── 節選文字

利用各種技術手段來檢測安全威脅是安全防護體系建設中重要的一部分,尤其是在大數據、人工智能等新技術不斷發展和成熟的當下,各行業所面臨的安全威脅復雜多樣,安全形勢嚴峻。如何高效的檢測到異常和威脅并實時對安全人員發出預警,是安全技術發展的趨勢和方向。
在信息安全技術手段不斷革新的當下,行為判斷/鑒別是重要的發展方向之一。
什么是行為判斷/鑒別
行為判斷/鑒別是指結合產品UBA模型、緩慢泄漏、關聯分析的數據輸出,結合溯源取證能力,綜合鑒別用戶的異常行為,并進行歸類。
行為判斷/鑒別的特點與價值
用戶實體行為分析(UEBA)關聯了用戶活動和用戶相關的應用和終端等相關實體信息,通過構建起人物角色與群組關系進一步定義個體與群組的合法和正常行為。
在檢測過程中,利用人物角色在群體與群體、群體與個體、個體與個體的維度上相互比對分析出遠離合法和正常行為的群體與個體,將異常用戶(失陷賬號)和用戶異常(非法行為)檢測出來,從而達到檢測業務欺詐、敏感數據泄露、內部惡意用戶、有針對性攻擊等高級威脅的目的事件,同時結合溯源取證能力,綜合鑒別用戶的異常行為,并進行歸類。
行為判斷/鑒別模型應用場景
某銀行由于內部人員離職帶走敏感文件,對銀行造成極大損失。
行為判斷/鑒別通過分析成功地幫助銀行檢測到該員工異常活動,登錄到環境并橫向移動以獲取更高級別的訪問權限。所有活動都有一個重點:訪問私有數據或高價值資產,進行大量的拷貝行為。

────
── 可用資料

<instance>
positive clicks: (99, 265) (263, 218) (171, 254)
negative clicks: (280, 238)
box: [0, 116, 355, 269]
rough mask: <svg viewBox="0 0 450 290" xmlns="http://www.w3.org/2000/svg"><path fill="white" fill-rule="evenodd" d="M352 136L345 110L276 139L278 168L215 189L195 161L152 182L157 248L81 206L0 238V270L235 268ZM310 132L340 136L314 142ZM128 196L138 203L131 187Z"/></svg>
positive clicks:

────
── 可用資料

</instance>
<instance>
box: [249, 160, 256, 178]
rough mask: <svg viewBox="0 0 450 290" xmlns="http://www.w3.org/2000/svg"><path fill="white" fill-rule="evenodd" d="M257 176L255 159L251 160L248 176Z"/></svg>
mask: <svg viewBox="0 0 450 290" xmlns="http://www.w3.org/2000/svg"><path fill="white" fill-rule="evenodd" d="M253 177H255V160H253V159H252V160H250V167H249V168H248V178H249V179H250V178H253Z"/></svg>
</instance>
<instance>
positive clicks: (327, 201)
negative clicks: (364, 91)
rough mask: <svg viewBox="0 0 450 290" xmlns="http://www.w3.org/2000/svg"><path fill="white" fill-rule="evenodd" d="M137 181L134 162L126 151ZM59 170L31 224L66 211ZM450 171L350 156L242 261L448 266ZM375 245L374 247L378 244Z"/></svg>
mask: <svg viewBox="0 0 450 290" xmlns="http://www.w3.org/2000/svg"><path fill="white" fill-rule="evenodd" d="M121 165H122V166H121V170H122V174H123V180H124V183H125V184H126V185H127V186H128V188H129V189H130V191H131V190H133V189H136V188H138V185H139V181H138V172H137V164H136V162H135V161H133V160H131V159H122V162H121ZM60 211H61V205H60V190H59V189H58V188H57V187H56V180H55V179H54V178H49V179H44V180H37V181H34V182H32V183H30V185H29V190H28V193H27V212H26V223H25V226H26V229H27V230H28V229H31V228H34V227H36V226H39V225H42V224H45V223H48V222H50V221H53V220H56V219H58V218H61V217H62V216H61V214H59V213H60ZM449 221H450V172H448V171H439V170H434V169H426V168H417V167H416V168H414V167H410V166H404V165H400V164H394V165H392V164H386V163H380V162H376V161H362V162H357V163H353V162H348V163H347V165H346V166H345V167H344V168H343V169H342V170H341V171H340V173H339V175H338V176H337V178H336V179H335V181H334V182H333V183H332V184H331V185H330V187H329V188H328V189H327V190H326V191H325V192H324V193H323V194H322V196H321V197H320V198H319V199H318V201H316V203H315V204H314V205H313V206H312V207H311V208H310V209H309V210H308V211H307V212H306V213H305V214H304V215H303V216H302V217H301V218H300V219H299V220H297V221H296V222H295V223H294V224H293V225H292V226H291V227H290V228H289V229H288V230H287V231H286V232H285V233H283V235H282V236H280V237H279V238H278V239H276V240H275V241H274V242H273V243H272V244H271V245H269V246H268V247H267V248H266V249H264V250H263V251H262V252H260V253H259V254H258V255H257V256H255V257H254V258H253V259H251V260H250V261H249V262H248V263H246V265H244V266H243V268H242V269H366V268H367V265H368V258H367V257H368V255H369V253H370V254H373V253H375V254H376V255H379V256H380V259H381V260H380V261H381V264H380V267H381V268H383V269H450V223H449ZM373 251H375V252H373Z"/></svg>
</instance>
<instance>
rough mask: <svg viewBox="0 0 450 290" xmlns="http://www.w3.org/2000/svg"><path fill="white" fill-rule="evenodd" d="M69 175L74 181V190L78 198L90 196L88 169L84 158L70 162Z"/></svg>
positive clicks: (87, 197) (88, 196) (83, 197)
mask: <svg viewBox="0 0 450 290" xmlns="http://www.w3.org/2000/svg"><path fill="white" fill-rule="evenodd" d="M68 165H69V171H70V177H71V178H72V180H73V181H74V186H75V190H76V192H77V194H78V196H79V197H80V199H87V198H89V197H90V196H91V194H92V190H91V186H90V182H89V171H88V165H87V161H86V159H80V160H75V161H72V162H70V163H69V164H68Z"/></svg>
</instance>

────
── 可用資料

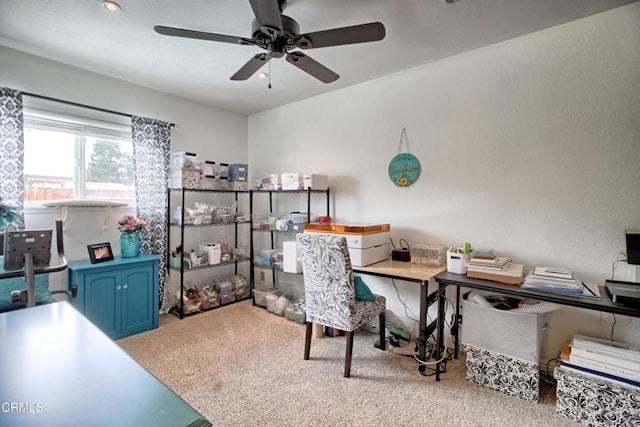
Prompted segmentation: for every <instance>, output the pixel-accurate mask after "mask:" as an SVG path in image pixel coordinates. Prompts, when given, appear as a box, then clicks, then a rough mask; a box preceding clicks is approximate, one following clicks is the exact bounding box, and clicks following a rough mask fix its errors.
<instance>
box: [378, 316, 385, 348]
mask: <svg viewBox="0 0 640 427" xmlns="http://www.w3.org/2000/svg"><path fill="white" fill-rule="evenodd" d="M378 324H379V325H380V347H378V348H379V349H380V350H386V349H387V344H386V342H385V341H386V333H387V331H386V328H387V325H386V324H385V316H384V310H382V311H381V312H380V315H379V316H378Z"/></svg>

────

#### 任務要求:
請接續介紹行為判斷/鑒別的那段節選文字，從其最後一句之後往下寫。

#### 作答內容:
應用示例
行為判斷/鑒別
提供支持行為判斷/鑒別的分析解決方案幫助客戶實現對異常行為和安全威脅的檢測。實施部署后,可通過對比員工的實時行為和系統設定的基線,判斷是否存在偏差,定為異常行為和安全威脅。
行為判斷/鑒別范圍覆蓋:
員工外發郵件的非公司郵箱的個數和郵件的數量,多次超過該用戶歷史外發郵件的范圍,范圍偏離基線;
員工發送郵件時,多次超過該用戶歷史郵件敏感級別,級別偏離基線;
員工使用U盤等外設拷貝文件時,多次采用非授權外連操作,外連操作次數偏離基線;
員工多次發送郵件的接收人不是部門常用聯系人賬戶,接收人數量偏離基線;
員工外設拷貝文件的次數多次超過其歷史次數,拷貝次數偏離基線;
員工打印文件的次數多次超過其歷史打印次數及范圍,打印次數偏離基線;
通過該員工行為預判趨勢,我們可以清楚地了解員工的異常行為。并通過深入研究用戶詳細信息,快速看到有關該用戶的所有行為操作以及對該用戶預判曲線,通過關聯分析還可以對行為軌跡進行溯源,了解到更多發生的情況。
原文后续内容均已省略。